DIRECTIONS FOR THIS TASK: Tally every line in the listing that holds the string "chair", then state the total and nothing more.
○ ○ ○
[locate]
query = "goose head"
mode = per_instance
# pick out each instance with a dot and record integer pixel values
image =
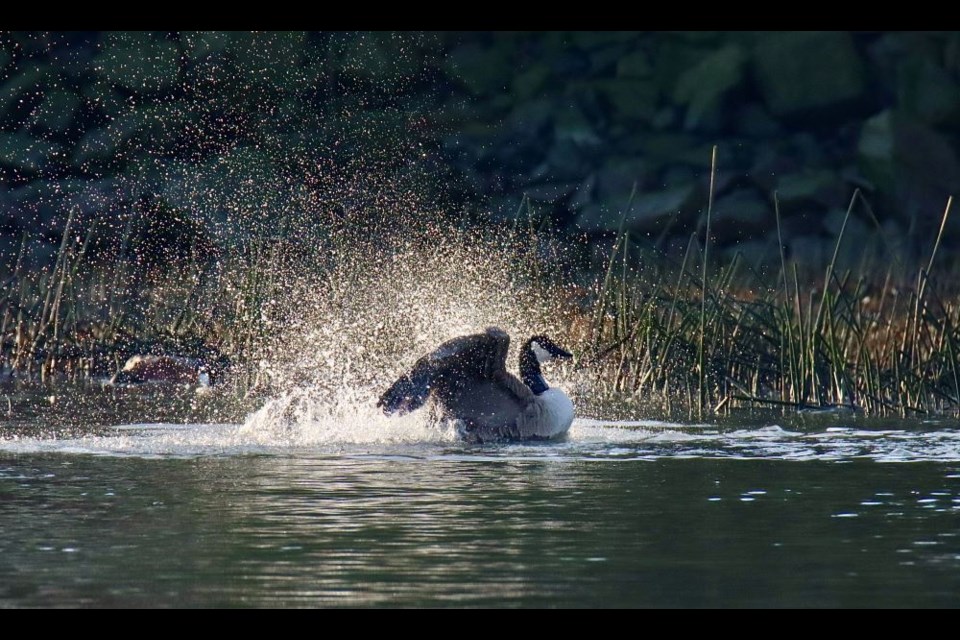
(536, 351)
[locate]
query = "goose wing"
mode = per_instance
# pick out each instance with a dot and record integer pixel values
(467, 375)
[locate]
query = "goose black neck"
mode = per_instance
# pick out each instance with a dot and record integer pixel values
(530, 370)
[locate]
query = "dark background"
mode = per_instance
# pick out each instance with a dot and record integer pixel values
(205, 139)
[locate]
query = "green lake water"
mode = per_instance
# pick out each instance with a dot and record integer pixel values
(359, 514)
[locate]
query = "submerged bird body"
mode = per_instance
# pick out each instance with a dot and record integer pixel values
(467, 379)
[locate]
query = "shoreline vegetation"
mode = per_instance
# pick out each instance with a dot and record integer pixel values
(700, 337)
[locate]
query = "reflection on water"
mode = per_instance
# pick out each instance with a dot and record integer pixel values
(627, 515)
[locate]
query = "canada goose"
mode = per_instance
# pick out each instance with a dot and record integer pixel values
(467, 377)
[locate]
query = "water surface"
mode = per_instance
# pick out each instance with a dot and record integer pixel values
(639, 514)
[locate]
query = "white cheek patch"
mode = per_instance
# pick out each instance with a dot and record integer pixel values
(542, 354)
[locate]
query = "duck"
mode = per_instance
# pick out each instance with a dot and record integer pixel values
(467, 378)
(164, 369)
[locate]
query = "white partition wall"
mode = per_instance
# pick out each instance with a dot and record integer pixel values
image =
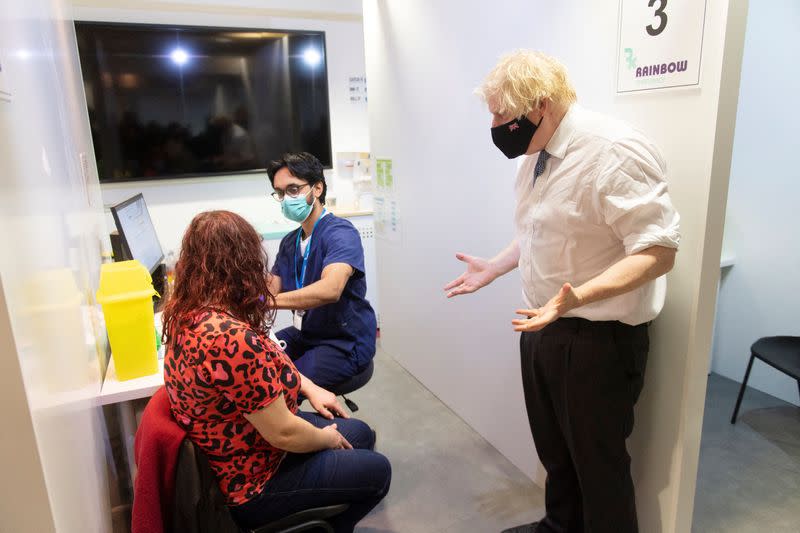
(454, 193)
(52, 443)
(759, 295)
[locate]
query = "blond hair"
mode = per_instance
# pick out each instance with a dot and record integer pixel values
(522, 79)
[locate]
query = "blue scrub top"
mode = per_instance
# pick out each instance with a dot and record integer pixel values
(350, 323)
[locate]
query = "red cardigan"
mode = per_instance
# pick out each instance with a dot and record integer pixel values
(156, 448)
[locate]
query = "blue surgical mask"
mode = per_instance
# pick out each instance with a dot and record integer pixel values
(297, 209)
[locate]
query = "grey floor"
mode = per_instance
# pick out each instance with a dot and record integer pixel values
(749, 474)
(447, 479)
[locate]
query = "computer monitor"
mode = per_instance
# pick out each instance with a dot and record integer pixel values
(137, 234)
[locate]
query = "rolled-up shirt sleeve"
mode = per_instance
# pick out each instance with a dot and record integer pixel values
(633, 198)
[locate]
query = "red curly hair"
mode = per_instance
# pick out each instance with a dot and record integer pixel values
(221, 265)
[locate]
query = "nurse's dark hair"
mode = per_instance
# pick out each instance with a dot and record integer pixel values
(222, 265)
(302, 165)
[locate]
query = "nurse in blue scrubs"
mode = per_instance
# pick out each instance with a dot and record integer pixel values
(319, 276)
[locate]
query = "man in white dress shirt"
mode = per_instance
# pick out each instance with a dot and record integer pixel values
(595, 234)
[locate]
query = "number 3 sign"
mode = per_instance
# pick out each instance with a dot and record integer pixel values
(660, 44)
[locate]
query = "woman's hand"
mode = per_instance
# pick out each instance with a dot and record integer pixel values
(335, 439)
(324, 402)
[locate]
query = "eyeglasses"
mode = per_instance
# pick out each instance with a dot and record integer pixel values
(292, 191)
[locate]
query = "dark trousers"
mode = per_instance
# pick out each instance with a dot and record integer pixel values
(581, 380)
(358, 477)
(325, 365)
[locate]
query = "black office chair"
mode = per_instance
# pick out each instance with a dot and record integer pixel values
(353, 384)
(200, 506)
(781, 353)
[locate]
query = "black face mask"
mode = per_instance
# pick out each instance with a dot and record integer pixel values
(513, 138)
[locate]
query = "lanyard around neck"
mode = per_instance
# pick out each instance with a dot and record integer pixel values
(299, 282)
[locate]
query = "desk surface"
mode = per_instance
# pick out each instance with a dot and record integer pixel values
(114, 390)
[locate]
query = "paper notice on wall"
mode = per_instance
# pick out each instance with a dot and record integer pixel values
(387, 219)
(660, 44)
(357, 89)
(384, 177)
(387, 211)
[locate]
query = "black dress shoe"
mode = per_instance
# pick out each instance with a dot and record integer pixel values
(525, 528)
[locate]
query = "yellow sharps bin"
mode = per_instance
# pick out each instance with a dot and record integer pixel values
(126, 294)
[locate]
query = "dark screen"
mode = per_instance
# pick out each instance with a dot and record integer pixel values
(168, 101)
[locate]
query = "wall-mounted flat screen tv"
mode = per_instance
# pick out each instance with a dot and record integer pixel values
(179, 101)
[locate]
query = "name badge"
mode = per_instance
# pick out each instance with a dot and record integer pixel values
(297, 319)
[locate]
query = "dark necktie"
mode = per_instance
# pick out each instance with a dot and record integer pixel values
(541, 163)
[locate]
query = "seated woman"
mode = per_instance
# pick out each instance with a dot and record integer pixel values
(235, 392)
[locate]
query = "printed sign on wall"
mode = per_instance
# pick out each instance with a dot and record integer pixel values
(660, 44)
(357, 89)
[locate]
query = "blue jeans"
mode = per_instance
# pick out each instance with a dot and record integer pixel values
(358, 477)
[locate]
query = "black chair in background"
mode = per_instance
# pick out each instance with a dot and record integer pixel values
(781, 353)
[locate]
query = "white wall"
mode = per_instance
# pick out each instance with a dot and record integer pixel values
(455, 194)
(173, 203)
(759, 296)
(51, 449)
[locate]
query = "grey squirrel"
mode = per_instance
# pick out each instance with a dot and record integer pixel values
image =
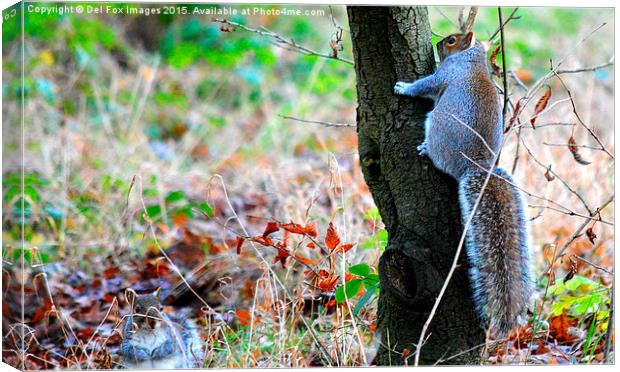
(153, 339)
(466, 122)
○ ○ ○
SOLUTION FOR THIS PROBLEM: 2